_Excerpt provided_.
----------------

The Lighter Side: Q&A with Chana Novack

Chana Novack, co-director Chabad WashU

Chana Novack, co-director Chabad WashU

Eric Berger, Associate Editor

Chana Novack

Co-director, Chabad WashU 

In a few sentences, can you explain your job?

I help oversee a team of student leaders and professionals who support young people at Wash U and local colleges. We host events, classes and social events, and try to make a difference in the lives of young people and in the world. My primary focus is on supporting students personally and with Jewish enrichment. A typical week can include teaching a Torah class, organizing a Birthright Israel trip and preparing for Shabbat meals (or Shabbat-To-Go) for more than 100 students.  

How has your job changed during the pandemic?

We have shifted our mindset by focusing less on “what cannot we do” and more on “what we can do.” When local colleges reopened in the fall, we also committed to being open in person to support these students who are mostly far from home.  Staying open while keeping everyone safe and staying in line with St. Louis County guidelines was a challenge, but we managed to stay open with zero COVID transmissions.

At every stage of the pandemic, there have been new challenges that have to be tackled — often with very little advance notice. Many have to do with St. Louis’ weather, given that we only do Shabbat meals outdoors. It’s like a game of Whac-A-Mole with cold, rain, wind, sun and heat, all while maintaining distance between people. I now own a full Shabbat outdoor outfit, including rain boots and jackets!

Has there been any upside to celebrating Shabbat during the pandemic?

One upside to the current restrictions is that meals are pre-packaged, so once students have their meals, the staff is free to connect with students. Also, our in-person meals have capacity caps and staggered start times, so we have had an easier time getting to know the first-year students as they are not in their usual 20 person clusters.

----------------

_Records supplied_.
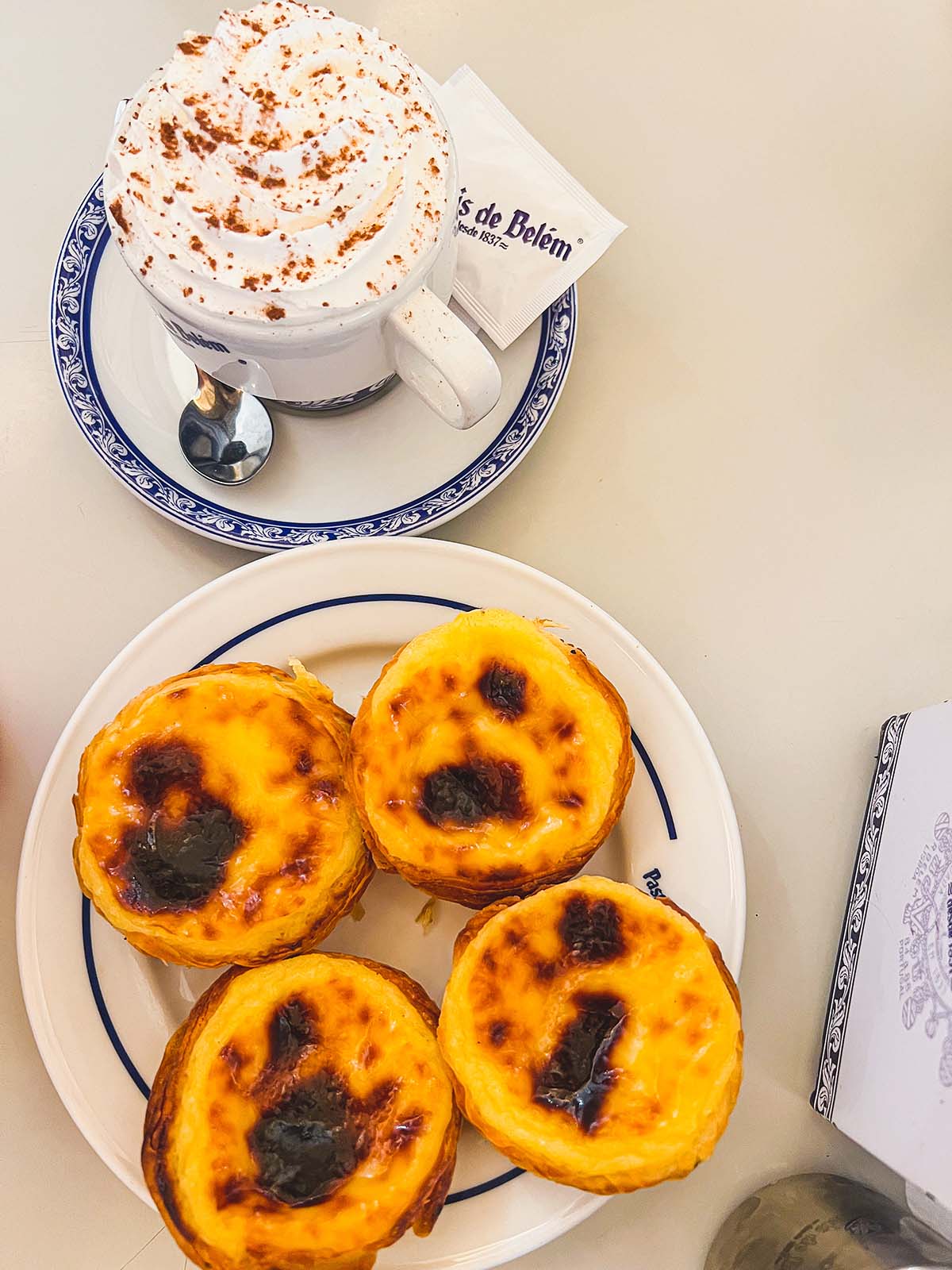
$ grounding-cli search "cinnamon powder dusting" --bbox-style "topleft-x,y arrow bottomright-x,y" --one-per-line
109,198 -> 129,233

----------------

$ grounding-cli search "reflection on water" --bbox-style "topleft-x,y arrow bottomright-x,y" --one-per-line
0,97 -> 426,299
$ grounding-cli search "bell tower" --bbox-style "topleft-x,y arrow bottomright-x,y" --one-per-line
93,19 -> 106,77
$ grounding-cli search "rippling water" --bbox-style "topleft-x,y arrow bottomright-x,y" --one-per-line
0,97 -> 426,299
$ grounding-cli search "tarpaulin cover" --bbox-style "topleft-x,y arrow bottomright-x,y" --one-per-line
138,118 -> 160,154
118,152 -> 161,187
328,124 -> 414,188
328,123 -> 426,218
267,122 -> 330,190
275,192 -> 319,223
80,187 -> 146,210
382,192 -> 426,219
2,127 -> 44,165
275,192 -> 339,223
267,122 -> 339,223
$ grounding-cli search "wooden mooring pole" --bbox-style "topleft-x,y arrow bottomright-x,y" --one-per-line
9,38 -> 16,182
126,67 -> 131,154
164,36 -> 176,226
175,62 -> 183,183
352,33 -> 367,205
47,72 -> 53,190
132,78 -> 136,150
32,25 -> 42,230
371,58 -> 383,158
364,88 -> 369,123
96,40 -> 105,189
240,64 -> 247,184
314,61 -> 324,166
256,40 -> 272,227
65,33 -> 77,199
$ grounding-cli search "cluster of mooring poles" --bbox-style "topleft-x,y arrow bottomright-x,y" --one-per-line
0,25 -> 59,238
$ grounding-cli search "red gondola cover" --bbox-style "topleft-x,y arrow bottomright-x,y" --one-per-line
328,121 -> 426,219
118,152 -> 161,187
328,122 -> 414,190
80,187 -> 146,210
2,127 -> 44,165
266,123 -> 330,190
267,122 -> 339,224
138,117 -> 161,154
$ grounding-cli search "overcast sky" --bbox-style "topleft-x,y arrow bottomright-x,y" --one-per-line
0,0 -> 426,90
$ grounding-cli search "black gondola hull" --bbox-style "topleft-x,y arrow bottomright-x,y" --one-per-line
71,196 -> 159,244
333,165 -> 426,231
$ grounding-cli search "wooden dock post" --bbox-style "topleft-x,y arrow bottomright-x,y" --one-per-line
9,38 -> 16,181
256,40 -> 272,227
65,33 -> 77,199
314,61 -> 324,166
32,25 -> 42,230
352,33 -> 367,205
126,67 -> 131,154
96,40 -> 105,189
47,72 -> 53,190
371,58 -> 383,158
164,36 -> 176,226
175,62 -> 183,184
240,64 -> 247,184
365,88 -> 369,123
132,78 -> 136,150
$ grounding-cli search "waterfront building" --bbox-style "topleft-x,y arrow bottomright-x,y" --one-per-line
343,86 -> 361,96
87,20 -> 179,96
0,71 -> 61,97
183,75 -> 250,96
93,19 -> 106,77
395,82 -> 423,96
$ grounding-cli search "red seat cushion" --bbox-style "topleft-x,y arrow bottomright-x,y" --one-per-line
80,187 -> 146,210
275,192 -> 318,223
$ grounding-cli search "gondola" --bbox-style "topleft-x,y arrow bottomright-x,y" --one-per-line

----------------

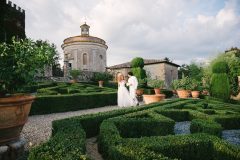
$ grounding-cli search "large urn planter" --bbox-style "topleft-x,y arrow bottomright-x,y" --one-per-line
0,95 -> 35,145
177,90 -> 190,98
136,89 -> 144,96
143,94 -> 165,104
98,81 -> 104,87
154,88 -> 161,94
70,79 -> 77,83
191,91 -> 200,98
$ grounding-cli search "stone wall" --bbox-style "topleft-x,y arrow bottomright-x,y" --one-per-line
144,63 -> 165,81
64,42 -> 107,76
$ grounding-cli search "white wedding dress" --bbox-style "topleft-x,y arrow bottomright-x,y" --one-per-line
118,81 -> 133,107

----------------

_Actions to take_.
1. Write out everything in the Chana Novack Q&A from "I help oversee" down to "changed during the pandemic?".
2. Extend the interview with Chabad WashU co-director Chana Novack, picking up after its final sentence.

_Responses_.
1.
I help oversee a team of student leaders and professionals who support young people at Wash U and local colleges. We host events, classes and social events, and try to make a difference in the lives of young people and in the world. My primary focus is on supporting students personally and with Jewish enrichment. A typical week can include teaching a Torah class, organizing a Birthright Israel trip and preparing for Shabbat meals (or Shabbat-To-Go) for more than 100 students.  

How has your job changed during the pandemic?

2.
Aside from COVID-19 related guidelines, regulations and practices, is there anything that you would like to do differently in your job once the threat of the pandemic has subsided?

One thing for sure, is we realize how much we need a larger space.  Social distancing and outdoor events have given the community more space to socialize, and it’s going to be tough to go back to our indoor space, which we have outgrown. We have also seen how much students, especially college seniors, enjoy hosting their own Shabbat meals when given a little push and resources like challah and grape juice.  We hope to continue this going forward.  On a personal level, I hope to continue to be able to spend as much time as possible outdoors.  It has been great to enjoy fresh air while also being in meetings, doing work and even having coffee with a student.

What’s the best book and/or movie and/or show you have read/ seen recently, and why?

Currently, I am reading “The Counting of the Omer” by Rabbi Simon Jacobson. It’s a series of daily meditations to inspire emotional character refinement during this season. I have always gravitated toward Torah study that helps understand human psychology and provides guidance on daily living.